■ **Records for the task**
▬▬▬▬▬▬▬▬▬▬

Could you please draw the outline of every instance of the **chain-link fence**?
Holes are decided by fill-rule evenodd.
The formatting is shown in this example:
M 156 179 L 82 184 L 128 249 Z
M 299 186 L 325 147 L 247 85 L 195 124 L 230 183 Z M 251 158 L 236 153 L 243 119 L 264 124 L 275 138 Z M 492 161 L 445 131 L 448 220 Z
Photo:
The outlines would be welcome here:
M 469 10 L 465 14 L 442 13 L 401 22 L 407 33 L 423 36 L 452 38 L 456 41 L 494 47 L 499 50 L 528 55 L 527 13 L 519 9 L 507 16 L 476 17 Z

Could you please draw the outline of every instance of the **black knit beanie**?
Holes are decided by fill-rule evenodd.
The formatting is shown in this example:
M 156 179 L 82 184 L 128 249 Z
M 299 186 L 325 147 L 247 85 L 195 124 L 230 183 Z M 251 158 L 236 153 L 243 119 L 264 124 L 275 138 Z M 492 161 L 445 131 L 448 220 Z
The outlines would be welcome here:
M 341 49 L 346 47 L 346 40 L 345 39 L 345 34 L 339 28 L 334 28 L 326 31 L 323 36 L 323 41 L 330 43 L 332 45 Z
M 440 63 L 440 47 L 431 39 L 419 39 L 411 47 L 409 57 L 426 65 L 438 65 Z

▬▬▬▬▬▬▬▬▬▬

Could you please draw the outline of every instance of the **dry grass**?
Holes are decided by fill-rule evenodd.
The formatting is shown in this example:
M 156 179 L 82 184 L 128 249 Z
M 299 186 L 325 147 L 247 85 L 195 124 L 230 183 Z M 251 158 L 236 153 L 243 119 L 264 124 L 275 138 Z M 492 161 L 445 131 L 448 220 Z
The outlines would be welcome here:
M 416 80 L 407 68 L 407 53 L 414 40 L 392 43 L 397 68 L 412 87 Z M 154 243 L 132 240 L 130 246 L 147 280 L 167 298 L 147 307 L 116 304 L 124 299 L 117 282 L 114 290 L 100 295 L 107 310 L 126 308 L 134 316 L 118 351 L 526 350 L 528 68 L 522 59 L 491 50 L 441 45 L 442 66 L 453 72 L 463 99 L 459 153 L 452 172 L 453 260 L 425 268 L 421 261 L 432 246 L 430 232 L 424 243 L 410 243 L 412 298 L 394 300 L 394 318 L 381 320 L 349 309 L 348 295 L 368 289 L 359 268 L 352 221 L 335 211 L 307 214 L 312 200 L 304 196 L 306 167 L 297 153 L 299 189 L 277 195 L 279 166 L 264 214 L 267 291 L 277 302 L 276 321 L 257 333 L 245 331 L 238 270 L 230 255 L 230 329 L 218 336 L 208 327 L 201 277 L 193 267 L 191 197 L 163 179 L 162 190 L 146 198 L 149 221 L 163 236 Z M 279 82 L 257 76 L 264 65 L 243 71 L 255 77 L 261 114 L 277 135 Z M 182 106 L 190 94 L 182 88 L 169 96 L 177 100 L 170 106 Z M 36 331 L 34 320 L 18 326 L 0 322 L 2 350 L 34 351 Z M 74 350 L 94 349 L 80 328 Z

▬▬▬▬▬▬▬▬▬▬

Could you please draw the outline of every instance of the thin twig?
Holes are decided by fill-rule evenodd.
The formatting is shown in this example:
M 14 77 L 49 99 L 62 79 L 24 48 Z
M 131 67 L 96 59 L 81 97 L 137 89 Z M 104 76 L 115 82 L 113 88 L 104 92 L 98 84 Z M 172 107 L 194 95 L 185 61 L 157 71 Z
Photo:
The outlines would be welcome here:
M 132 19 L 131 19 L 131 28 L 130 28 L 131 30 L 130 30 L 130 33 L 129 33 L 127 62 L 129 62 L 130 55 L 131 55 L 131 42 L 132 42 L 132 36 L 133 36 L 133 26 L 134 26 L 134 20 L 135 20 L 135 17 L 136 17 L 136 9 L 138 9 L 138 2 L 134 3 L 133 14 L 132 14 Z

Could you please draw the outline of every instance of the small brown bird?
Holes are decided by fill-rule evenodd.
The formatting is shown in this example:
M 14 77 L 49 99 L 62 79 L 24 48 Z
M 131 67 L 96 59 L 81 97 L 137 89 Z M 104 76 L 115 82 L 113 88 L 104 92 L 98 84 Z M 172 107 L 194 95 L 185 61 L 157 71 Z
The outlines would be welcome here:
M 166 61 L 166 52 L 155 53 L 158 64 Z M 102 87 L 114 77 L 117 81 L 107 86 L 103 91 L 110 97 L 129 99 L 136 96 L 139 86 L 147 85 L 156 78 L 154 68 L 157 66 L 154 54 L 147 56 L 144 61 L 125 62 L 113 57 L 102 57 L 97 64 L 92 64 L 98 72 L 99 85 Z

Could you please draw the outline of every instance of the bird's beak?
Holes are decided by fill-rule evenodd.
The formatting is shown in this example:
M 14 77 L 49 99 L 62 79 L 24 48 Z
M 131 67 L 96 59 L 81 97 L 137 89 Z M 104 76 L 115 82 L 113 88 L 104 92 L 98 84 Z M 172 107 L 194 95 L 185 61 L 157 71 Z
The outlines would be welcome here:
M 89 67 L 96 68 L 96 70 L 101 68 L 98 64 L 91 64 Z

▬▬▬▬▬▬▬▬▬▬

■ **Work to complete**
Repeat the rows above exactly, starting at the line with "the **black knit beanie**?" and ending with the line with "M 440 63 L 440", both included.

■ **Output of the exercise**
Could you please draw the outline of every instance of the **black knit beanie**?
Holes are decided by fill-rule evenodd.
The formatting is shown in this example:
M 156 179 L 82 184 L 128 249 Z
M 299 186 L 325 147 L 247 85 L 195 124 L 230 183 Z M 251 158 L 236 153 L 243 119 L 264 124 L 275 138 Z M 492 161 L 445 131 L 448 220 Z
The outlines would be welcome here:
M 341 49 L 346 47 L 346 40 L 345 39 L 345 34 L 339 28 L 334 28 L 326 31 L 323 36 L 323 41 L 330 43 L 332 45 Z
M 440 63 L 440 47 L 431 39 L 419 39 L 411 47 L 409 57 L 426 65 L 438 65 Z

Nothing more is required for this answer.